Required tasks -
[A] Repeat word for word the part of the abstract on Congenital Central Hypoventilation Syndrome that begins at the words "Congenital Central Hypoventilation" and stops after "neural crest tumours).".
[B] Pick up the abstract on Congenital Central Hypoventilation Syndrome after its last sentence and continue it.

Reading passage -
-*-

Flaminia Bardanzellu*, Maria Cristina Pintus, Vassilios Fanos and Maria Antonietta Marcialis   Pages 139 - 153 ( 15 )

Abstract:


Congenital Central Hypoventilation Syndrome (CCHS), also referred with the expression “Ondine’s Curse”, is a rare genetic life-long disease resulting from the mutation of PHOX2B gene on chromosome 4p12.3. CCHS represents an autonomic nervous system disorder; its more fearsome manifestation is central hypoventilation, due to a deficient response of chemoreceptors to hypercapnia and hypoxia. Several associated symptoms can occur, such as pupillary anomalies, arrhythmias, reduced heart rate variability, esophageal dysmotility, and structural comorbidities (Hirschsprung’s Disease or neural crest tumours).

-*-

Material supplied -
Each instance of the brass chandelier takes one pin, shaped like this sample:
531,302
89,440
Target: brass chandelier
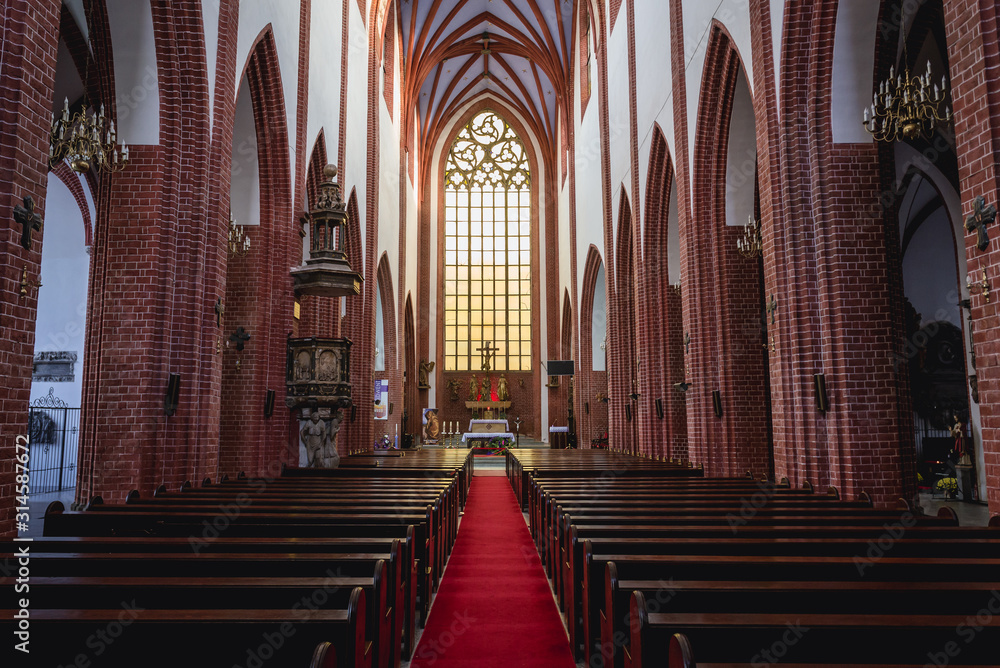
86,141
906,106
239,241
750,245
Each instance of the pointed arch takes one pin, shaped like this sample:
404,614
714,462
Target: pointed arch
593,419
258,295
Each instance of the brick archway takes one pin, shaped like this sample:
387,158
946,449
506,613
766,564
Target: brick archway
661,330
725,353
258,292
593,414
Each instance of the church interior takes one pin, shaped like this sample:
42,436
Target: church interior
520,332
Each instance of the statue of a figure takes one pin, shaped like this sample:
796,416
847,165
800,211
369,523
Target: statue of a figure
425,369
314,437
503,393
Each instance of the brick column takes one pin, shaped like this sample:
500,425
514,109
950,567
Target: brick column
29,33
974,59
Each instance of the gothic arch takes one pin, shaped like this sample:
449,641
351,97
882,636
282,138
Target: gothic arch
592,412
257,290
735,367
622,367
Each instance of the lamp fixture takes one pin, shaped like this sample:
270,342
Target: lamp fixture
907,106
84,140
750,244
983,285
239,240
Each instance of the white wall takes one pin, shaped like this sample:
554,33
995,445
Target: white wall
137,93
245,184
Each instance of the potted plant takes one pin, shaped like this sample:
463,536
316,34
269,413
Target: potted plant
948,486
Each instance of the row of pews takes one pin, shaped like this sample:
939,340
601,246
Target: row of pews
313,568
654,567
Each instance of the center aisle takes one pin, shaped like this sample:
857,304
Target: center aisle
494,607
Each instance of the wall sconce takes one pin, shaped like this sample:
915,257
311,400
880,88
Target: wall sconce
983,285
906,106
173,393
239,240
819,388
750,245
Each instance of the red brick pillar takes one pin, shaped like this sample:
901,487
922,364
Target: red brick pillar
974,59
29,32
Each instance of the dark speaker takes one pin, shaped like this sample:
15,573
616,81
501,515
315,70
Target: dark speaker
559,367
819,387
173,394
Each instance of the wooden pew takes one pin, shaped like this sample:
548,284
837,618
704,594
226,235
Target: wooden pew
400,572
65,580
125,637
817,638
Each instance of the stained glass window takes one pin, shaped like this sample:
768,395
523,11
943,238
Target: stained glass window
487,265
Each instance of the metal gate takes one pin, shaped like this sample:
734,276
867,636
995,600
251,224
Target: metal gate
54,430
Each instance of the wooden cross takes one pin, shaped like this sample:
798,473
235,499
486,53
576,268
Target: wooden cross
28,219
488,352
980,217
240,337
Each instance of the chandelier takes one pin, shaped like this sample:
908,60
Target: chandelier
86,141
906,106
239,241
750,244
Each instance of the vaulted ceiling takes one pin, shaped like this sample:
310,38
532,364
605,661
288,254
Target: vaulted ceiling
455,50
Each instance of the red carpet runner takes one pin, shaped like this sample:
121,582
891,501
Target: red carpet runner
494,607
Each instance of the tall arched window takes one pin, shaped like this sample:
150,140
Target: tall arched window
487,247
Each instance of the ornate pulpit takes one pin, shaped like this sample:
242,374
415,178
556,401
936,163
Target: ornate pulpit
318,381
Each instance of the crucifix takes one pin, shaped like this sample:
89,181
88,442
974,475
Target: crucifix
488,352
980,217
29,220
239,337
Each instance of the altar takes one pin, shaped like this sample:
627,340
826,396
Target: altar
483,431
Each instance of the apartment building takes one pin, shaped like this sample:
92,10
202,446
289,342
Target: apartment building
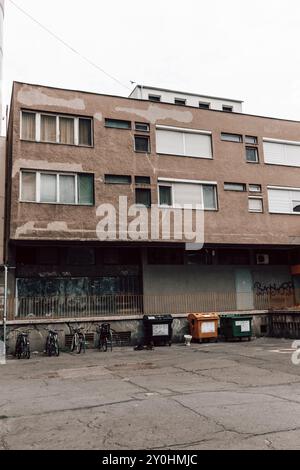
70,152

-*-

Answers provided -
[A]
Congenital Central Hypoventilation Syndrome (CCHS), also referred with the expression “Ondine’s Curse”, is a rare genetic life-long disease resulting from the mutation of PHOX2B gene on chromosome 4p12.3. CCHS represents an autonomic nervous system disorder; its more fearsome manifestation is central hypoventilation, due to a deficient response of chemoreceptors to hypercapnia and hypoxia. Several associated symptoms can occur, such as pupillary anomalies, arrhythmias, reduced heart rate variability, esophageal dysmotility, and structural comorbidities (Hirschsprung’s Disease or neural crest tumours).

[B]
CCHS typical onset is during the neonatal period, but cases of delayed diagnosis have been reported; moreover, both sporadic or familial cases can occur.

In preterm newborns, asphyxia and typical prematurity-related findings may overlap CCHS clinical manifestations and make it harder to formulate a correct diagnosis.

The early recognition of CCHS allows appropriate management, useful to reduce immediate and long- term consequences.

Keywords:

CCHS, ondine’s curse, preterm newborn, pupillary anomalies, hirschsprung’s disease, neonatal intensive care unit, haddad syndrome.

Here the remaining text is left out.